Passage to read
START

Mary Howard, Duchess of Norfolk and 7th Baroness Mordaunt (c.1659–17 November 1705) was a British peer.

Born Lady Mary Mordaunt, she was the only surviving child and heiress of Henry Mordaunt, 2nd Earl of Peterborough and Lady Penelope O'Brien, daughter of Barnabas O'Brien, 6th Earl of Thomond. On 8 August 1677, she married Henry Howard, Earl of Arundel, who later succeeded his father as Duke of Norfolk in 1684. The duke and duchess separated a year later and she succeeded to her father's barony in 1697.

END

Given data
START

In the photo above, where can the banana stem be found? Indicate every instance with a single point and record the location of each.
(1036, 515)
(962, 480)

END

Written instruction A
Print the passage on Mary Howard starting with "Born Lady Mary" and going on through "barony in 1697.".
Written instruction B
Proceed with the passage on Mary Howard from the point where it stops.
The lines above have no connection to the passage on Mary Howard.

Output A
Born Lady Mary Mordaunt, she was the only surviving child and heiress of Henry Mordaunt, 2nd Earl of Peterborough and Lady Penelope O'Brien, daughter of Barnabas O'Brien, 6th Earl of Thomond. On 8 August 1677, she married Henry Howard, Earl of Arundel, who later succeeded his father as Duke of Norfolk in 1684. The duke and duchess separated a year later and she succeeded to her father's barony in 1697.

Output B
The duke and duchess were divorced in 1700, due to her adulterous relationship with Sir John Germain, 1st Baronet, whom she married a year later; a previous effort by the Duke to divorce her in 1692 had failed. Although he had obtained damages in an action for criminal conversation, in which the details of her affair were revealed in lurid detail, the jury awarded her husband only £66 instead of the £100,000 he had asked for. This no doubt reflects their opinion of the Duke's own conduct: his own counsel remarked that his charges against Germain were an example of "the pot calling the kettle black". She died without children from either marriage in 1705 and her title was inherited by her cousin, Charles, who had previously inherited her father's earldom.

Her memorial is in St Peter's Church, Lowick.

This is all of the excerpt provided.